** AIM **
Rewrite the listing below as a JSON list of strings with one string per line, leaving out any blank lines.

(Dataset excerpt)
§ §
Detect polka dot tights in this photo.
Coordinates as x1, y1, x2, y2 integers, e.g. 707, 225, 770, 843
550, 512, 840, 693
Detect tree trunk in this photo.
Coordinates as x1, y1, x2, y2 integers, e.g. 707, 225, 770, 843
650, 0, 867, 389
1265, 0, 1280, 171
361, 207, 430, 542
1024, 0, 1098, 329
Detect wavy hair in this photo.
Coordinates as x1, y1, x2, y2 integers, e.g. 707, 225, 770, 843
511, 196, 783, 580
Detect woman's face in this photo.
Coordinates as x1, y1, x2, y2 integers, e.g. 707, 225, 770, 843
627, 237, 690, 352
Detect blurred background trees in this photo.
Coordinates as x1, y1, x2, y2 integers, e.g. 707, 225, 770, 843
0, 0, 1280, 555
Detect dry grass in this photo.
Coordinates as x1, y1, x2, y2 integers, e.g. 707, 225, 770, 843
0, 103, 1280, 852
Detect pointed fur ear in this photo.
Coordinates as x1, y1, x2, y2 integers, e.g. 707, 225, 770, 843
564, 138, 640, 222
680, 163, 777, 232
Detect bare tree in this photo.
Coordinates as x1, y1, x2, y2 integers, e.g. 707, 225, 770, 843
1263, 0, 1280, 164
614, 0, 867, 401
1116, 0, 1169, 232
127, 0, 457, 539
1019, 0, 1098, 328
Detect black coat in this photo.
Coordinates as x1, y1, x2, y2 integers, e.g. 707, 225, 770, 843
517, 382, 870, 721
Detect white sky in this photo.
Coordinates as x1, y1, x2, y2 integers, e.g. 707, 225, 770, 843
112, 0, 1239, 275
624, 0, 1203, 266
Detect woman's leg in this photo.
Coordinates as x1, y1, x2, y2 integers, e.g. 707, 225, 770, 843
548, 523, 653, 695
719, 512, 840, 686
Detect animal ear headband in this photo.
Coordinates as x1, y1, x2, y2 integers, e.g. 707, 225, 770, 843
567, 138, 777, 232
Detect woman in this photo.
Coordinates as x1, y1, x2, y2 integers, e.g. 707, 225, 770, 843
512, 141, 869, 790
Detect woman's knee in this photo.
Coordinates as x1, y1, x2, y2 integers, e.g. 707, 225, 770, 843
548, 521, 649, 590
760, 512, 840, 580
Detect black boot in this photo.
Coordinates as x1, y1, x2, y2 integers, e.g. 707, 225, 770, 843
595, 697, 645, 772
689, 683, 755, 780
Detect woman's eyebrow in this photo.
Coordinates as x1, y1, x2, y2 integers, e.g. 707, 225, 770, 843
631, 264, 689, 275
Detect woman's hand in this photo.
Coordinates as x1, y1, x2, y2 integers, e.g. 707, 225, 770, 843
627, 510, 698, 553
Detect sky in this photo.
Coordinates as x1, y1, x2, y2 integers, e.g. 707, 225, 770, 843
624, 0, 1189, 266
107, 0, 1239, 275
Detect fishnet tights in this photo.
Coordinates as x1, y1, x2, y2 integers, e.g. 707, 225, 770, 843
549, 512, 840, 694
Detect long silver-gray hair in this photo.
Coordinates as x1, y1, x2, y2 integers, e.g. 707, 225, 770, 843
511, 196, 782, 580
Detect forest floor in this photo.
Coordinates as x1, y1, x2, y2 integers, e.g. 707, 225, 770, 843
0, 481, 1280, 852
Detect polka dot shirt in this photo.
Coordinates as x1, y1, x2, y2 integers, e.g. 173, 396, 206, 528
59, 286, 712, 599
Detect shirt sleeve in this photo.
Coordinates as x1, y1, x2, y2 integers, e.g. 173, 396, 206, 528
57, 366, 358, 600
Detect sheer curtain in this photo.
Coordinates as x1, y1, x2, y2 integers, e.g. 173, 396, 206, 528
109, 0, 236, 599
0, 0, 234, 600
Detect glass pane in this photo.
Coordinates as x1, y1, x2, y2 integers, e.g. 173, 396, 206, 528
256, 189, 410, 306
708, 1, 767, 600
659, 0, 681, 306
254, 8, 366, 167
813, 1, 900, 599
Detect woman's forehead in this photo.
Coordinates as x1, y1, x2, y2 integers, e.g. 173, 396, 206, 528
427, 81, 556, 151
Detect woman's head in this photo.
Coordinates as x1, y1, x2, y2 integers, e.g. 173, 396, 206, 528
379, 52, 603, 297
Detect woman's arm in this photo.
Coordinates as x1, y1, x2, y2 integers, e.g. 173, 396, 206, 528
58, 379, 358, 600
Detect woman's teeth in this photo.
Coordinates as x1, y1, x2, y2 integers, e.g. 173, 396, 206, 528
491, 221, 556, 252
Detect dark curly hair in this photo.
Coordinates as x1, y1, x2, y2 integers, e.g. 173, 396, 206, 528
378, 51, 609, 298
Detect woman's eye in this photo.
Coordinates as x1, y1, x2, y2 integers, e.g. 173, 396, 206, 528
§ §
** TASK ANSWER **
[
  "Detect polka dot tights in this photo.",
  "Coordinates as x1, y1, x2, y2 integers, e.g. 707, 225, 770, 843",
  "550, 512, 840, 693",
  "Detect tree trunk in this photo.",
  "Coordinates as x1, y1, x2, y2 integers, e.g. 707, 225, 770, 843",
  "650, 0, 867, 389",
  "1265, 0, 1280, 171",
  "361, 207, 430, 542",
  "1024, 0, 1098, 329",
  "Detect wavy hair in this photo.",
  "Coordinates as x1, y1, x2, y2 integers, e.g. 707, 225, 770, 843",
  "511, 196, 783, 580",
  "Detect woman's face in this photo.",
  "Coordinates as x1, y1, x2, y2 integers, e.g. 707, 225, 770, 843",
  "627, 237, 690, 352",
  "Detect blurred background trees in this photo.",
  "Coordinates as x1, y1, x2, y2 integers, e.g. 707, 225, 770, 843",
  "0, 0, 1280, 555",
  "Detect dry grass in this photo.",
  "Coordinates as x1, y1, x2, y2 integers, e.g. 707, 225, 770, 843",
  "0, 103, 1280, 852",
  "Detect pointed fur ear in this photo.",
  "Coordinates as x1, y1, x2, y2 integers, e.g. 707, 225, 770, 843",
  "564, 138, 640, 222",
  "680, 163, 777, 232",
  "Detect bare tree in this photo.",
  "Coordinates as x1, y1, x2, y2 integers, e.g. 707, 225, 770, 843",
  "1263, 0, 1280, 164",
  "614, 0, 867, 401",
  "1116, 0, 1169, 232",
  "127, 0, 457, 539",
  "1019, 0, 1098, 328",
  "Detect black coat in this photo.",
  "Coordinates as x1, y1, x2, y2 integers, e.g. 707, 225, 770, 843",
  "517, 382, 870, 721",
  "Detect white sky in this photo.",
  "Coordinates as x1, y1, x2, y2 integers, e.g. 707, 225, 770, 843",
  "112, 0, 1239, 275",
  "624, 0, 1203, 266",
  "Detect woman's leg in this photo.",
  "Coordinates as x1, y1, x2, y2 integers, e.g. 707, 225, 770, 843",
  "548, 523, 653, 695",
  "719, 512, 840, 686",
  "Detect animal ear headband in this photo.",
  "Coordinates as x1, y1, x2, y2 integers, e.g. 707, 225, 770, 843",
  "567, 138, 777, 232",
  "Detect woman in this photo.",
  "Coordinates as x1, y1, x2, y2 integers, e.g. 707, 225, 770, 843",
  "512, 141, 869, 790",
  "Detect woman's knee in this photo.",
  "Coordinates as x1, y1, x2, y2 integers, e.g. 707, 225, 770, 843",
  "548, 521, 649, 590",
  "760, 512, 840, 580",
  "Detect black boot in this photo.",
  "Coordinates as x1, y1, x2, y2 integers, e.g. 707, 225, 770, 843",
  "595, 697, 645, 772",
  "689, 683, 755, 780",
  "Detect woman's eyebrow in this photo.",
  "Coordinates as x1, y1, x2, y2 integers, e.g. 707, 225, 770, 843",
  "631, 264, 689, 275",
  "Detect woman's hand in this photo.",
  "Coordinates as x1, y1, x2, y2 integers, e.g. 707, 225, 770, 843",
  "627, 510, 698, 553",
  "Detect sky in this photo.",
  "Coordinates as x1, y1, x2, y2 integers, e.g. 707, 225, 770, 843",
  "624, 0, 1189, 266",
  "107, 0, 1239, 275",
  "Detect fishnet tights in this photo.",
  "Coordinates as x1, y1, x2, y2 integers, e.g. 707, 225, 770, 843",
  "549, 512, 840, 694",
  "Detect long silver-gray hair in this photo.",
  "Coordinates as x1, y1, x2, y2 integers, e.g. 707, 225, 770, 843",
  "511, 196, 782, 580",
  "Detect forest floor in this photo.",
  "Coordinates as x1, y1, x2, y2 integers, e.g. 707, 225, 770, 843",
  "0, 481, 1280, 852",
  "Detect polka dot shirt in this photo.",
  "Coordinates as x1, y1, x2, y2 integers, e.g. 173, 396, 206, 528",
  "59, 286, 712, 599",
  "Detect shirt sleeve in this photo.",
  "Coordinates as x1, y1, x2, y2 integers, e.g. 173, 396, 206, 528",
  "57, 366, 358, 600",
  "Detect sheer curtain in this photo.",
  "Coordinates as x1, y1, x2, y2 integers, e.g. 173, 396, 206, 528",
  "109, 0, 236, 599",
  "0, 0, 234, 600",
  "Detect glass pane in this photo.",
  "Coordinates as x1, y1, x2, y2 integers, e.g. 173, 396, 206, 528",
  "256, 189, 410, 306",
  "708, 1, 767, 600",
  "659, 0, 681, 306",
  "254, 8, 366, 167",
  "813, 1, 900, 599",
  "Detect woman's forehead in this photo.",
  "Coordinates as x1, y1, x2, y2 integers, e.g. 173, 396, 206, 528",
  "427, 81, 556, 151",
  "Detect woman's head in this photo.",
  "Coordinates as x1, y1, x2, y2 integers, e.g. 173, 396, 206, 528",
  "379, 52, 603, 297",
  "Detect woman's arm in this photo.",
  "Coordinates as x1, y1, x2, y2 integers, e.g. 173, 396, 206, 528",
  "58, 379, 358, 600",
  "Detect woman's teeth in this photo.",
  "Coordinates as x1, y1, x2, y2 integers, e.g. 173, 396, 206, 528",
  "491, 221, 556, 252",
  "Detect dark curly hair in this photo.",
  "Coordinates as x1, y1, x2, y2 integers, e.g. 173, 396, 206, 528",
  "378, 51, 609, 298",
  "Detect woman's eye in this photo.",
  "Coordinates as x1, y1, x2, y2 integers, e.g. 173, 396, 206, 528"
]